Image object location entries
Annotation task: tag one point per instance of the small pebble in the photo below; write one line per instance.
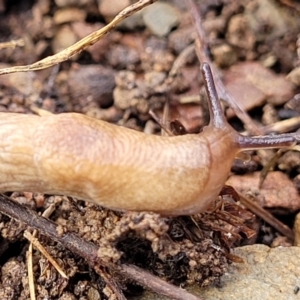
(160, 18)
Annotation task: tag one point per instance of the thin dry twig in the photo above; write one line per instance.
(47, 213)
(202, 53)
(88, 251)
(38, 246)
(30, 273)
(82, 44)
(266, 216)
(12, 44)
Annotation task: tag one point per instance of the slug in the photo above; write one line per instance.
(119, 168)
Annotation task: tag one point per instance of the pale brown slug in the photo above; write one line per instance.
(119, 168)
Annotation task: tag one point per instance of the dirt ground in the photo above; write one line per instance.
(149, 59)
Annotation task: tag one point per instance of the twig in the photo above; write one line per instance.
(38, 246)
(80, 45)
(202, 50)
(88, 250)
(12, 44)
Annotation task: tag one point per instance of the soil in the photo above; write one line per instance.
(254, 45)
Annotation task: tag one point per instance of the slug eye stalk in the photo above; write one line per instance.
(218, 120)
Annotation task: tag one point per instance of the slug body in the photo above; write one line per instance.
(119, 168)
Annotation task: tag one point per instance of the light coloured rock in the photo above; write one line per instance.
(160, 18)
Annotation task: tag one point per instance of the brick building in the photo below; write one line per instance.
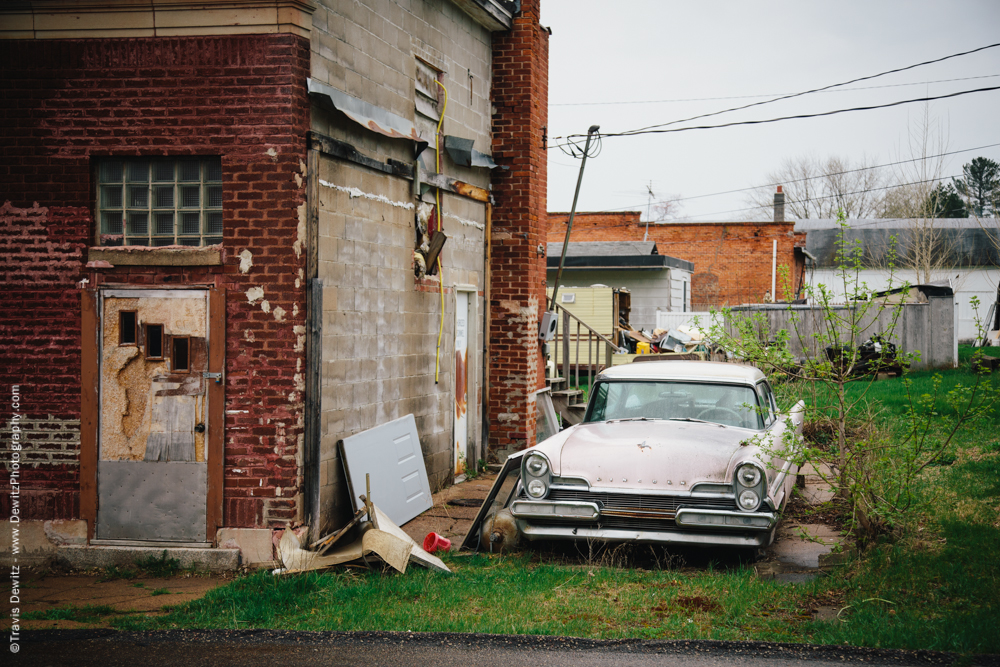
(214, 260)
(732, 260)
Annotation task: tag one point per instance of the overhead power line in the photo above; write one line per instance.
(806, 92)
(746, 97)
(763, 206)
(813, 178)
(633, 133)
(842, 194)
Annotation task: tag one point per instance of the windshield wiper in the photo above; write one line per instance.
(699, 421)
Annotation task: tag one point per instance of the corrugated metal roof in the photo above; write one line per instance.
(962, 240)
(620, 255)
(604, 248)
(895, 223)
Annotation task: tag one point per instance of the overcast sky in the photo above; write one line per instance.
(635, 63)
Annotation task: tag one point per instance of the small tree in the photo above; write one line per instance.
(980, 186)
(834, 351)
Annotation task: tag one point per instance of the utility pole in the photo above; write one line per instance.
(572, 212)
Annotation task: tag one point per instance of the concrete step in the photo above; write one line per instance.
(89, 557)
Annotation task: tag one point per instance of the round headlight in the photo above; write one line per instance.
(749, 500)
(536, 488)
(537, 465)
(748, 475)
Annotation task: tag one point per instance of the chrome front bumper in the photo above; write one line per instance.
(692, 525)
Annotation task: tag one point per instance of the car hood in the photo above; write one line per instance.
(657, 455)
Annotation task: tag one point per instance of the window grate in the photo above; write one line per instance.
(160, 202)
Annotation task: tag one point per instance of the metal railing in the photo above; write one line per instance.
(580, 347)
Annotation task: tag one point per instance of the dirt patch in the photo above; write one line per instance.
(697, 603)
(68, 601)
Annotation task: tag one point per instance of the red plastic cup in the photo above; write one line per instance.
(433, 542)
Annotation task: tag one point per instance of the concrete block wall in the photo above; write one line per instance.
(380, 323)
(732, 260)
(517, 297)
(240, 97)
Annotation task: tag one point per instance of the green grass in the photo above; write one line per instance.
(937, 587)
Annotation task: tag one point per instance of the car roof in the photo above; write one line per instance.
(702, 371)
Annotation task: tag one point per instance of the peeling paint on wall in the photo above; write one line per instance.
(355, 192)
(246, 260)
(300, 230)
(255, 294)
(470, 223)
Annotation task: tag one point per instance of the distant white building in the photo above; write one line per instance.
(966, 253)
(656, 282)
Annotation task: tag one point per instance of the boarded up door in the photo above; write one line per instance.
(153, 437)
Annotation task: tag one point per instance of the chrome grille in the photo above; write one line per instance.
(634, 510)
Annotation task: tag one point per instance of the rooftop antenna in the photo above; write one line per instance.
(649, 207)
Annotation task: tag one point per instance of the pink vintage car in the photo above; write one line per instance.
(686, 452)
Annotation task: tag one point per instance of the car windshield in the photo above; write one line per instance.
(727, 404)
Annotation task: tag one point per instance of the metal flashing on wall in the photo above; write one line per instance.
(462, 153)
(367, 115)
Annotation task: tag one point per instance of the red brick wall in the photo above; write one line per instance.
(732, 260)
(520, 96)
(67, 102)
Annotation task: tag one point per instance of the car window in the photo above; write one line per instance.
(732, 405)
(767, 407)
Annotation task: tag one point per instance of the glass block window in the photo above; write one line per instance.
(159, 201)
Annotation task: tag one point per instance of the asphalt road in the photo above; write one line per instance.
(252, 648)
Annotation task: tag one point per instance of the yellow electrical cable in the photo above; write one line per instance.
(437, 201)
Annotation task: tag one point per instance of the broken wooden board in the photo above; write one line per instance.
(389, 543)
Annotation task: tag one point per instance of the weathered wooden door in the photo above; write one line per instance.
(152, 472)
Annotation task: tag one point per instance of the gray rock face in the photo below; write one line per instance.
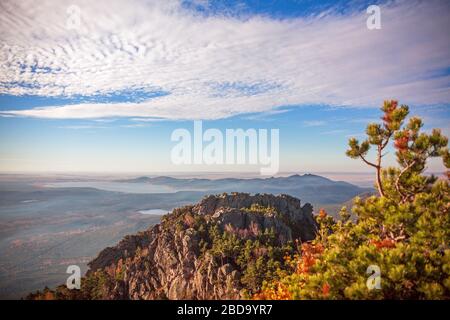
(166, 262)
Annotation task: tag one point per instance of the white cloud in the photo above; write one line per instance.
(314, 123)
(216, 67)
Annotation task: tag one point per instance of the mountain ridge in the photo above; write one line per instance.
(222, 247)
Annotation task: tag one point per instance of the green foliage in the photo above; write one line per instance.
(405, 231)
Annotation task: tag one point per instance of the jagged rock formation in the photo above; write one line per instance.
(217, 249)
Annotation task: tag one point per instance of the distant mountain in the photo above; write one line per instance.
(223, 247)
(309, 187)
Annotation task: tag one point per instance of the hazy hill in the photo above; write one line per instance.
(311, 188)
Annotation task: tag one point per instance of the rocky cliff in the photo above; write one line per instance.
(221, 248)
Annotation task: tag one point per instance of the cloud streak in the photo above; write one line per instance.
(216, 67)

» What to produce
Repeat all of the rows above word for word, leaving the pictures out of your reply.

» Correct response
Annotation task: tag one point per instance of the small pebble in the photo below; write one line per instance.
(160, 18)
Annotation task: tag one point per instance of the thin dry twig in the photo above; write one line per instance.
(47, 213)
(202, 53)
(88, 251)
(38, 246)
(30, 273)
(82, 44)
(266, 216)
(12, 44)
Annotation task: tag one point per instance of the slug in the photo above; write one line per instance.
(119, 168)
Annotation task: tag one point per instance of the pale brown slug in the photo above; write one line per instance.
(119, 168)
Annotation task: tag one point per instance of the dirt ground in the photo above; write one line per instance.
(149, 59)
Annotation task: tag one point per instance of the twig in the photo above; write one line per instance.
(38, 246)
(80, 45)
(202, 50)
(88, 250)
(12, 44)
Annotation task: tag one point per instance of the soil in the photo above; write one line per instance.
(254, 45)
Annotation task: tag one point per instance of the slug eye stalk in the photo above; write one line per instance.
(218, 120)
Annotation task: tag one point per instance of the slug body in the photo above; write one line per instance.
(119, 168)
Annotation task: tag one point per instance of the light coloured rock in the photo above; write one line per instance.
(160, 18)
Annotation task: tag one point per instance of the brick building in the photo below; write one line per instance.
(214, 260)
(732, 260)
Annotation task: tag one point per instance of the overhead power line in the photo above; write one line per instance.
(806, 92)
(746, 97)
(763, 206)
(813, 178)
(633, 133)
(842, 194)
Annotation task: tag one point per instance of the windshield wiper in the photo above; write one line per instance.
(699, 421)
Annotation task: tag one point per instance of the corrugated metal roof in the photo above; write one line per instance.
(962, 240)
(620, 255)
(604, 248)
(895, 223)
Annotation task: tag one point per instance of the overcast sky in the photo above; write one line per instance.
(635, 63)
Annotation task: tag one point per instance of the small tree in the photo above; write one line per instance.
(980, 186)
(834, 351)
Annotation task: tag one point per instance of the utility pole in the photo above; write one line per instance.
(572, 212)
Annotation task: tag one point per instance of the concrete step in the photo above; write one line per instance.
(89, 557)
Annotation task: tag one point per instance of the round headlight in the photo above; write one line per instance.
(749, 500)
(536, 488)
(537, 465)
(748, 475)
Annotation task: tag one point per instance of the chrome front bumper in the photo above; write one line per instance.
(692, 525)
Annotation task: tag one point per instance of the car hood in the photo above; write one line per instance.
(657, 455)
Annotation task: tag one point per instance of the window grate in the photo above; write one line per instance.
(160, 202)
Annotation task: tag one point per instance of the metal railing in the photo above; write one line per instance.
(580, 347)
Annotation task: tag one point per instance of the dirt patch in the photo above; write one line per instance.
(697, 603)
(68, 601)
Annotation task: tag one point per instance of the red plastic cup in the photo above; write one line per instance.
(433, 542)
Annotation task: tag one point per instance of the concrete block wall in the photo above; write one line per instance.
(380, 323)
(732, 260)
(517, 297)
(240, 97)
Annotation task: tag one point per instance of the green grass in the photo above; write one line per instance.
(937, 587)
Annotation task: tag one point per instance of the car roof in the photo above; write one line per instance.
(702, 371)
Annotation task: tag one point per instance of the peeling paint on wall in the photo above; write one line per instance.
(355, 192)
(246, 260)
(300, 230)
(255, 294)
(470, 223)
Annotation task: tag one point per instance of the distant white building in the photo above; write one line per instance.
(966, 253)
(656, 282)
Annotation task: tag one point per instance of the boarded up door in the photo above; write one line per instance.
(153, 437)
Annotation task: tag one point per instance of the chrome grille in the photo above; write one line per instance.
(634, 510)
Annotation task: tag one point per instance of the rooftop antenna in the photo above; write one line per instance.
(649, 207)
Annotation task: tag one point per instance of the pink vintage car in the photo above; write one line per instance.
(686, 452)
Annotation task: tag one point per instance of the car windshield in the photo above; write one line per instance.
(727, 404)
Annotation task: tag one point per instance of the metal flashing on wall in the photo above; write one line per instance.
(462, 153)
(367, 115)
Annotation task: tag one point per instance of the red brick wall in the photo above; write one line per instance.
(732, 260)
(520, 96)
(67, 102)
Annotation task: tag one point per instance of the car window in the photo above; write one line per instance.
(732, 405)
(767, 407)
Annotation task: tag one point per instance of the glass block window in the photo above; write one line per instance.
(159, 201)
Annotation task: tag one point per instance of the asphalt road in the photo above; write one line per instance.
(252, 648)
Annotation task: tag one point per instance of the yellow electrical cable in the photo above; write one line per instance.
(437, 201)
Annotation task: tag one point per instance of the broken wooden board in the photo above; write one line per instance.
(389, 543)
Annotation task: tag one point per instance of the weathered wooden door in the photo above; write one line per instance.
(152, 472)
Annotation task: tag one point per instance of the gray rock face in the photo below; write one line per instance.
(166, 262)
Annotation task: tag one point per instance of the white cloud in the photo above; write one line per instance.
(314, 123)
(216, 67)
Annotation task: tag one point per instance of the mountain ridge in the photo above; write one line per instance.
(222, 247)
Annotation task: tag one point per instance of the green foliage in the photo above; write one line per instance.
(405, 231)
Annotation task: tag one point per instance of the jagged rock formation in the photo above; write one line per instance.
(217, 249)
Annotation task: tag one point per instance of the distant mountain in the photo above; write one line per instance.
(223, 247)
(309, 187)
Annotation task: tag one point per instance of the hazy hill in the photo above; write one line per instance.
(311, 188)
Annotation task: tag one point per instance of the rocky cliff in the photo above; write one line per instance.
(221, 248)
Annotation task: tag one point per instance of the cloud streak in the photo above; write one line per instance.
(216, 67)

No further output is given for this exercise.